Start of Data

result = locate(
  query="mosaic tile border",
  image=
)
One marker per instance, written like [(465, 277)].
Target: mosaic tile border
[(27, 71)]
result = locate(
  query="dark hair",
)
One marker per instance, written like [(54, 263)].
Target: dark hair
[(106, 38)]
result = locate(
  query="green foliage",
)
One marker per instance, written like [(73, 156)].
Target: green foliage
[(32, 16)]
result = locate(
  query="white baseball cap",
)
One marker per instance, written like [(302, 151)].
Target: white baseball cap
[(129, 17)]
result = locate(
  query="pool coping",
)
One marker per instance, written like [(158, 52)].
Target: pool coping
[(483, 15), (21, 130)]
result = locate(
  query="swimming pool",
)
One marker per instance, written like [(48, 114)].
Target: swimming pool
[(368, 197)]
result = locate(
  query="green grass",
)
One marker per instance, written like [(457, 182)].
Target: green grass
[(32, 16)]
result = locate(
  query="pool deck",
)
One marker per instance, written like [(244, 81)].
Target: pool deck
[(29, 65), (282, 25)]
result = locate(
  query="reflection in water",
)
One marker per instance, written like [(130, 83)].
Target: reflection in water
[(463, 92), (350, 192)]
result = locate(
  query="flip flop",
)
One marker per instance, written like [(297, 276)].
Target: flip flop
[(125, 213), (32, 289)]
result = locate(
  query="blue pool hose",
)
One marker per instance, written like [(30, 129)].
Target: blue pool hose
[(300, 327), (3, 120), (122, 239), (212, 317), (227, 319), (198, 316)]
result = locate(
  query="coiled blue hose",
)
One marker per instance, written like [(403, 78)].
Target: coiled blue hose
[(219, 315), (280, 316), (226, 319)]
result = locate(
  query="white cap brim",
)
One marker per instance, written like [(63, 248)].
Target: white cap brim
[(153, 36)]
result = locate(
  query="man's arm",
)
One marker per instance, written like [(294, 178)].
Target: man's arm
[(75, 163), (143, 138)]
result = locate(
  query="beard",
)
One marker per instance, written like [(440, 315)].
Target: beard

End of Data

Set exercise>
Please count the lines in the entries above that contain the string "tile", matching case exactly, and reply with only that number.

Output for this task>
2